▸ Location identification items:
╔══
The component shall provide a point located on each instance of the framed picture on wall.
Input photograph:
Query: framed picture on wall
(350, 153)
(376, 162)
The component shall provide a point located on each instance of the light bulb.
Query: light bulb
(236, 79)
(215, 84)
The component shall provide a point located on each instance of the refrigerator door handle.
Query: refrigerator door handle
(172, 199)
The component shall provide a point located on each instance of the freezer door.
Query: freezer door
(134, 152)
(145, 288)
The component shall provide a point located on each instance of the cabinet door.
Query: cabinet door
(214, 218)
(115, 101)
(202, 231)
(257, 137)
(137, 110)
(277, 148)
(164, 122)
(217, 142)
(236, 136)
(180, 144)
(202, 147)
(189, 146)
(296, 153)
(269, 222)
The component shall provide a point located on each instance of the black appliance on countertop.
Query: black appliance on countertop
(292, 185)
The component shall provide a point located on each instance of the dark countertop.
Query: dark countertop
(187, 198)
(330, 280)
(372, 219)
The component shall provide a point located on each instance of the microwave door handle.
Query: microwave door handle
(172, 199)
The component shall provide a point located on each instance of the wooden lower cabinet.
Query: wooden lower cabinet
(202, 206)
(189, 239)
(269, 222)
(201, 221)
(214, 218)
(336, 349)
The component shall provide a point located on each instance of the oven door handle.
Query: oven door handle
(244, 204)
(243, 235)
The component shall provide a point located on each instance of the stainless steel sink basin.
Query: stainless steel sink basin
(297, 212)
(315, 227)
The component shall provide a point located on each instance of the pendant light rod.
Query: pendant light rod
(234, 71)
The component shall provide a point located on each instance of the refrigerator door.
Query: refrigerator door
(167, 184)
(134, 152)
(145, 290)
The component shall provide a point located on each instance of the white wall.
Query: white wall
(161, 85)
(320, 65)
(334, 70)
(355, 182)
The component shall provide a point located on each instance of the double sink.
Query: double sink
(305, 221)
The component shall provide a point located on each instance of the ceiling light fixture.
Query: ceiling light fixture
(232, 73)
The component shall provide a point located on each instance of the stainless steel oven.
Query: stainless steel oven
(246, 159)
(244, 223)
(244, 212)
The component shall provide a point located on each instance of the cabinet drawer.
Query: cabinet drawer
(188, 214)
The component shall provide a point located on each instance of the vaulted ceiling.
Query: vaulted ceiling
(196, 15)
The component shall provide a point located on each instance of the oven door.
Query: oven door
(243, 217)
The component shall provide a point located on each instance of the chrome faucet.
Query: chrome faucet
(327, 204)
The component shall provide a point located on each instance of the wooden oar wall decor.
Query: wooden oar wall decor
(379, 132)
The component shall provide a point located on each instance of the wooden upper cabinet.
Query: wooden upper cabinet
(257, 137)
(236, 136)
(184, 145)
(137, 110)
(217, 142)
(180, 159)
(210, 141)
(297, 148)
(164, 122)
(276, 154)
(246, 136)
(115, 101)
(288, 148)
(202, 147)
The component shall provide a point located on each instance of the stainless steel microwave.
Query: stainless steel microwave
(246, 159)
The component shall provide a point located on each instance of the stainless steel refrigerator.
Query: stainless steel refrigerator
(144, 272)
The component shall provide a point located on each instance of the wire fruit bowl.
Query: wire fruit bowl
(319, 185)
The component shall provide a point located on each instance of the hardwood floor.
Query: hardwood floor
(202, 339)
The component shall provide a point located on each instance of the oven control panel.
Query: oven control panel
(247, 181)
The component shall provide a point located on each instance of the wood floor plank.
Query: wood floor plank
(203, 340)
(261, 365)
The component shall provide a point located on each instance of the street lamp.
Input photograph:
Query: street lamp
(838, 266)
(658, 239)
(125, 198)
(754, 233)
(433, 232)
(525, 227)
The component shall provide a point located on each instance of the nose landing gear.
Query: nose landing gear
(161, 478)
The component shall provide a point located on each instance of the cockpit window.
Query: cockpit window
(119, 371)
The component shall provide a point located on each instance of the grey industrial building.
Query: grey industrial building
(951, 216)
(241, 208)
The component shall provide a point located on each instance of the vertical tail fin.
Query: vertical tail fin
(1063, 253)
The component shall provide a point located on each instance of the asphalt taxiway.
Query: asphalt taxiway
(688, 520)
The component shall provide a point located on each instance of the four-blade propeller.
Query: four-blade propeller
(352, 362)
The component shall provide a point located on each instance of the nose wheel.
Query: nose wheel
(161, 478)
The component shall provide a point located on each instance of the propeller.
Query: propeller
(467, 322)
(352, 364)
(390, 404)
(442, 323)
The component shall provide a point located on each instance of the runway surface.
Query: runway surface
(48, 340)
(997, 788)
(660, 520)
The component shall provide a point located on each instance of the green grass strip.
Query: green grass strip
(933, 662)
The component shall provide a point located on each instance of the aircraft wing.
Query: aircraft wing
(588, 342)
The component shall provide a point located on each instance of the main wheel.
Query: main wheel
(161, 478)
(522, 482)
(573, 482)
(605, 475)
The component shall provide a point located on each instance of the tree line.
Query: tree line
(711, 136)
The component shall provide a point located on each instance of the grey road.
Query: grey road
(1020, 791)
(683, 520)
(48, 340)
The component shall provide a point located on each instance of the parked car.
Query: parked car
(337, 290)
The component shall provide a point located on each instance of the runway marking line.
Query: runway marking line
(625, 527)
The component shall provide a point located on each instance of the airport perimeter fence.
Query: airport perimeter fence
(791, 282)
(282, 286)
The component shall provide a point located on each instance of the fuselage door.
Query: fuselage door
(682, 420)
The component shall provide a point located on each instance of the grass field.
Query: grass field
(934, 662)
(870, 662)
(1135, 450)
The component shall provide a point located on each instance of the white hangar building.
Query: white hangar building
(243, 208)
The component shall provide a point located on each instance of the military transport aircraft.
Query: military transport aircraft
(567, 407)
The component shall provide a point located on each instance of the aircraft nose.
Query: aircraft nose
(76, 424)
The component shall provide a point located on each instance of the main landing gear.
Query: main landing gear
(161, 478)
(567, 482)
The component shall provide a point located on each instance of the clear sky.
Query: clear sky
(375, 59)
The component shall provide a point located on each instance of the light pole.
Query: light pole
╚══
▸ The problem: Write out all the entries exactly.

▸ Answer to this problem:
The component shall provide a point located on each instance of the framed picture on wall.
Input photograph:
Query: framed picture on wall
(350, 153)
(376, 162)
The component shall provide a point located on each instance of the light bulb.
Query: light bulb
(236, 79)
(215, 84)
The component shall provide a point located on each instance of the refrigerator door handle.
Query: refrigerator door handle
(172, 199)
The component shall provide a point located on each instance of the freezer door.
Query: freezer door
(134, 152)
(145, 288)
The component shall provide a point located on each instance of the cabinet door.
Query: cabinet door
(214, 218)
(115, 101)
(202, 231)
(257, 137)
(137, 110)
(277, 148)
(164, 122)
(217, 142)
(236, 136)
(180, 144)
(202, 147)
(189, 146)
(296, 153)
(269, 222)
The component shall provide a point located on each instance of the black appliance on countertop.
Query: black appliance on countertop
(292, 185)
The component shall provide a point located on each instance of the dark countertop.
Query: dark countertop
(187, 198)
(330, 280)
(372, 219)
The component shall provide a point located on each instance of the microwave door handle.
Query: microwave door handle
(172, 199)
The component shall provide a point located on each instance of the wooden lower cabinet.
Query: wooden lower cabinet
(202, 206)
(189, 239)
(269, 222)
(201, 221)
(214, 218)
(336, 349)
The component shall provide a point located on each instance of the oven door handle.
Query: oven door handle
(244, 204)
(243, 235)
The component shall provide a point located on each instance of the stainless steel sink basin.
Query: stainless steel sink basin
(297, 212)
(315, 227)
The component shall provide a point located on each instance of the pendant light rod.
Query: pendant light rod
(234, 71)
The component shall provide a point located on each instance of the refrigerator door.
Query: refrigerator door
(167, 184)
(134, 152)
(145, 290)
The component shall provide a point located on each instance of the white wall.
Query: white wall
(161, 85)
(320, 65)
(334, 70)
(355, 182)
The component shall provide a point located on each instance of the double sink.
Query: double sink
(305, 221)
The component shall provide a point located on each instance of the ceiling light fixture.
Query: ceiling light fixture
(232, 73)
The component shall provide a point located on each instance of the stainless steel oven.
Query: stainless steel oven
(246, 159)
(244, 223)
(244, 212)
The component shall provide a point located on each instance of the cabinet drawer.
Query: cabinet drawer
(188, 214)
The component shall provide a point located on each instance of the vaulted ceiling.
Query: vaulted ceiling
(196, 15)
The component shall provide a point located on each instance of the oven door.
Query: oven door
(243, 217)
The component shall provide a point located on each instance of the chrome faucet.
Query: chrome faucet
(327, 204)
The component shall provide a point located on each instance of the wooden oar wall decor.
Query: wooden oar wall decor
(379, 132)
The component shall provide a point located on each instance of the wooden upper cabinet.
Query: wooden upper cabinet
(257, 137)
(236, 136)
(184, 145)
(137, 110)
(217, 142)
(180, 159)
(210, 141)
(297, 148)
(164, 122)
(276, 154)
(246, 136)
(115, 101)
(288, 148)
(202, 147)
The component shall provide a point located on each instance of the stainless steel microwave.
Query: stainless steel microwave
(246, 159)
The component shall provide a point located on each instance of the stainless steel refrigerator.
Query: stainless steel refrigerator
(144, 272)
The component shall provide a point located on each instance of the wire fruit bowl.
Query: wire fruit bowl
(319, 185)
The component shall provide a point located on each instance of the hardwood floor.
Query: hardwood floor
(202, 339)
The component shall provide a point located on each instance of the oven control panel.
Query: oven control panel
(247, 181)
The component shall provide a point located on each instance of the wood floor plank.
Query: wood floor plank
(203, 340)
(261, 365)
The component shall provide a point located on each instance of the street lamp.
Input photograph:
Query: street lamp
(838, 266)
(658, 239)
(125, 198)
(754, 233)
(433, 232)
(525, 227)
The component shall provide a point located on each instance of the nose landing gear.
Query: nose landing gear
(161, 478)
The component shall provide a point located on each instance of the cockpit window.
Query: cockpit window
(119, 371)
The component shall provide a point located on each instance of the grey industrial building.
Query: grey industrial building
(951, 216)
(241, 208)
The component shall provide a point located on each instance of the vertical tail fin.
Query: vertical tail fin
(1063, 253)
The component shall provide a point located on each instance of the asphalt taxiway.
Query: asphalt taxiway
(688, 520)
The component shall provide a point located on each instance of the four-blade propeller.
Query: four-blade propeller
(352, 362)
The component shall provide a point located on each instance of the nose wheel.
Query: nose wheel
(161, 478)
The component shall provide a point located on each instance of the propeller.
Query: propeller
(467, 322)
(352, 364)
(390, 404)
(442, 323)
The component shall provide a point located on each instance of the runway surface.
Query: runway surface
(48, 340)
(997, 788)
(660, 520)
The component shall provide a point located on each instance of the green grass strip.
Query: green grass strip
(933, 662)
The component shall provide a point located on each instance of the aircraft wing.
Query: aircraft wing
(588, 342)
The component shall provide a point located on each instance of the main wheel.
Query: main wheel
(161, 478)
(522, 482)
(573, 482)
(605, 475)
The component shall provide a point located on each instance of the tree line.
Query: tree line
(711, 136)
The component shall provide a point located on each instance of the grey road.
Query: grey road
(1020, 791)
(683, 520)
(48, 340)
The component shall provide a point located on each instance of the parked car.
Query: parked car
(337, 290)
The component shall provide a point located on each instance of the runway marking line.
Query: runway marking line
(625, 527)
The component shall provide a point located on each instance of the airport perimeter fence.
Query: airport perimeter fence
(791, 282)
(282, 286)
The component shall provide a point located on each instance of the fuselage door.
Query: fuselage door
(682, 420)
The component shall provide a point located on each instance of the grass field.
Query: grass field
(934, 662)
(870, 662)
(1135, 450)
The component shall provide a point located on each instance of the white hangar building.
Query: white hangar building
(243, 208)
The component shall provide a point located on each instance of the military transport aircraft.
Query: military transport aircraft
(567, 407)
The component shall provide a point located on each instance of the aircraft nose.
Query: aircraft nose
(76, 424)
The component shall provide a point located on each instance of the main landing gear.
Query: main landing gear
(161, 478)
(567, 482)
The component shall provide a point located on each instance of the clear sky.
Query: clear sky
(375, 59)
The component shall provide a point located on each instance of the light pole.
Query: light pole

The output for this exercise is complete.